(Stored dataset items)
===

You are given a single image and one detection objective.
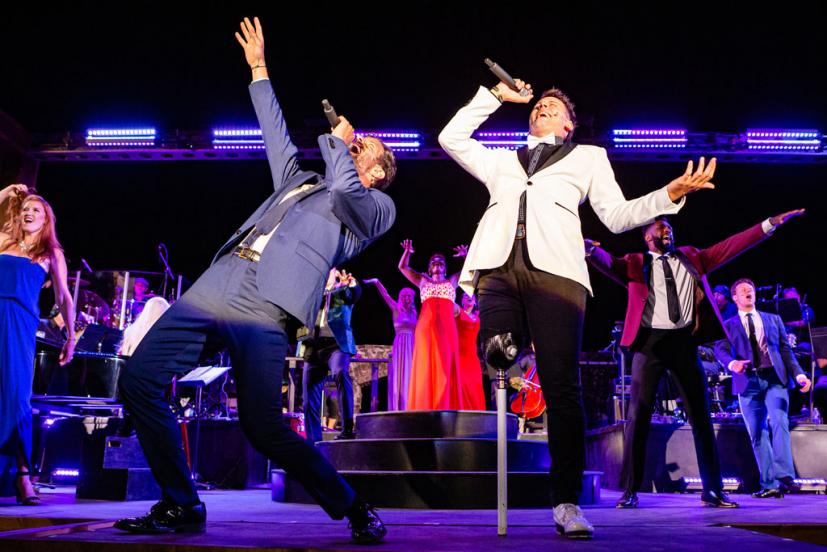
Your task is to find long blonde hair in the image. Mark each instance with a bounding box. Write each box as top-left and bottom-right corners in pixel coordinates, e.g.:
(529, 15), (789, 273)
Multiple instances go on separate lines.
(1, 193), (63, 262)
(118, 297), (170, 356)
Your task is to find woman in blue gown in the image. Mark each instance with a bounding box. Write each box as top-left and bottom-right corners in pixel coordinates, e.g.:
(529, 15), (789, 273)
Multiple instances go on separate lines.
(0, 184), (75, 504)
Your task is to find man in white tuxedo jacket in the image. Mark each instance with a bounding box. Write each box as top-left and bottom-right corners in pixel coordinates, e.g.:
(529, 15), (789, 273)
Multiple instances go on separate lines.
(438, 77), (716, 539)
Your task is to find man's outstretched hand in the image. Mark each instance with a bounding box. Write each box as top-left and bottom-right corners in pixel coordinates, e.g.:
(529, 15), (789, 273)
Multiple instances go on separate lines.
(769, 209), (805, 227)
(667, 157), (716, 202)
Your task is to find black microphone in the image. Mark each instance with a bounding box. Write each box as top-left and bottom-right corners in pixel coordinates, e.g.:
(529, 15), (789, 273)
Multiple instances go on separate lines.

===

**What you will do:**
Which lines of the entries above contain the string "corners"? Copy each one.

**Task response:**
Your task is to find long blonde hair in the image. Mark each instance with a bounding box. Write each box as top-left and bottom-right corners in pixel coordinates, e.g.:
Your task is to find woman in blue gown in the image. Mark each instance with a bounding box. Write each box as top-left and bottom-right corners in pixel coordinates, e.g.:
Your task is to find man in white tuxedo jacket in the image. Mark each instance with a bounding box. Write each box as top-left and bottom-right corners in pixel coordinates, e.g.:
Your task is to find man's outstretched hand in the image. Mark each instance with a bounding box. Write each box as top-left and bottom-right corners in pixel coordinates, e.g.:
Your task is to find black microphone in the image. Mark each instance with a bounding box. Write each box as top-left and bottom-right corners in pixel coordinates, e.g.:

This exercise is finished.